■ WHAT IS BEING ASKED:
From the line that includes "trace church entrance" down to the final line of the data below, copy every line exactly and leave the rest out.

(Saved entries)
---

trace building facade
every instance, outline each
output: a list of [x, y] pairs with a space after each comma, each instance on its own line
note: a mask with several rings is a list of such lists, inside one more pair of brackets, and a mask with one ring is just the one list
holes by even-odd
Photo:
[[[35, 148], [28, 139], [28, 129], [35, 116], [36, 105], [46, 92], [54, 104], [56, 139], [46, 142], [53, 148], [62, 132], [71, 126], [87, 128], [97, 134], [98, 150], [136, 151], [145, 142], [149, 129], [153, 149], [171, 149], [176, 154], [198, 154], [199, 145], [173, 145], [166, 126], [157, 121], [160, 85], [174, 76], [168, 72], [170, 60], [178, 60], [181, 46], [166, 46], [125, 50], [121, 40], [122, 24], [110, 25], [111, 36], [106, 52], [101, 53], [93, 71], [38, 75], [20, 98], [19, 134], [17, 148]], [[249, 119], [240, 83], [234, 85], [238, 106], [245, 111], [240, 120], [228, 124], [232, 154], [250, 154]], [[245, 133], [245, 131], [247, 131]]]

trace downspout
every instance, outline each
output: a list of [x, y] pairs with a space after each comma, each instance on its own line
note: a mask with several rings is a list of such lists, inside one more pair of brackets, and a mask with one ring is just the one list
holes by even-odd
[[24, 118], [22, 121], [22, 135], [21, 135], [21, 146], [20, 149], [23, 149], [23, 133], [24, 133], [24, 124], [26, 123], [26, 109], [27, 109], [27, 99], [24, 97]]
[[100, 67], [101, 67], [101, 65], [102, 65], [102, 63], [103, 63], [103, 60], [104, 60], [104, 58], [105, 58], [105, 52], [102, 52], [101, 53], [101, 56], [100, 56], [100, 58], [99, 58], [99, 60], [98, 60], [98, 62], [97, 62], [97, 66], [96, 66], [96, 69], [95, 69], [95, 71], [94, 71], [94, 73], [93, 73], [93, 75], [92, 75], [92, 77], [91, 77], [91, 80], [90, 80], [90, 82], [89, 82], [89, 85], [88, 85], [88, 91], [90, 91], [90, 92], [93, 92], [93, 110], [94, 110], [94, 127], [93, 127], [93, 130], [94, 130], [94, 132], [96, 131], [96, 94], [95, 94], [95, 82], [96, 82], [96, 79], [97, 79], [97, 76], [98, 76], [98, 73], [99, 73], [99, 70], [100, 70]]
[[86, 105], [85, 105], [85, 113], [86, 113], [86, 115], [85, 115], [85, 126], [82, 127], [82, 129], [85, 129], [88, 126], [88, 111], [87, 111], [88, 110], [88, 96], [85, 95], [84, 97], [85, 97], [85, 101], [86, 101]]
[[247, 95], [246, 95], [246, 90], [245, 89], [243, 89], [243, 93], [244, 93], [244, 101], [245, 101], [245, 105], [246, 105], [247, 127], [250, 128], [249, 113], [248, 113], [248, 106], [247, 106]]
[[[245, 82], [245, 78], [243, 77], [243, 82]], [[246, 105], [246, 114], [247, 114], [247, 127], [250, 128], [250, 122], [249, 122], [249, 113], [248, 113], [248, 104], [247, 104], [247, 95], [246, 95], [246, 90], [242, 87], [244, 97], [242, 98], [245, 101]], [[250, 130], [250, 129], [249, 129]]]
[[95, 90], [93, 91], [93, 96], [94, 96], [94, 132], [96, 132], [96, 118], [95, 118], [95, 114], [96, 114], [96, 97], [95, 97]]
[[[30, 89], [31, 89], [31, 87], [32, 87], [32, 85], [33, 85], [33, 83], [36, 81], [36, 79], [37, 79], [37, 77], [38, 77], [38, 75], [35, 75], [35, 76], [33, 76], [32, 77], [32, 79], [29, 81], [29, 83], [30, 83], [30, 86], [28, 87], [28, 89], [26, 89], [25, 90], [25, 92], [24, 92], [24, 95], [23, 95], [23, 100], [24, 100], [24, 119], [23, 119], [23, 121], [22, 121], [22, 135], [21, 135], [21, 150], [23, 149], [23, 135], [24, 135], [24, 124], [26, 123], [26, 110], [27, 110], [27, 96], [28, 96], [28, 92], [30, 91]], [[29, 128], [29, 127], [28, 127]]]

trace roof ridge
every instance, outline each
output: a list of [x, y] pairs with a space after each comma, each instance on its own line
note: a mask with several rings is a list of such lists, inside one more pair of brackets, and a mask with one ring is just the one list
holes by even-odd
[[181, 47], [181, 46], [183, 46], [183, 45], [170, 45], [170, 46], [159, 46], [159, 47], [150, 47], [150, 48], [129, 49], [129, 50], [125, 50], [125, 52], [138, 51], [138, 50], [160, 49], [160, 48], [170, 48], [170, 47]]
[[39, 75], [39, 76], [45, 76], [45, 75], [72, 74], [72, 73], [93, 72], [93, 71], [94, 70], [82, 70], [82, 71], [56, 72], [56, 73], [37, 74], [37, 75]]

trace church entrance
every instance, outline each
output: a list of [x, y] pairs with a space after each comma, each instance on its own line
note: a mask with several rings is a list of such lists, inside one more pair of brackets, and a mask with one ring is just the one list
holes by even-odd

---

■ RESULT OF THE EXERCISE:
trace church entrance
every instance, outline each
output: a list of [x, y] pairs with a space after each comma, each instance on its own line
note: a mask with several rings is a list of such lists, inside one more pair of brackets, and a mask with one ring is just the one list
holes by even-odd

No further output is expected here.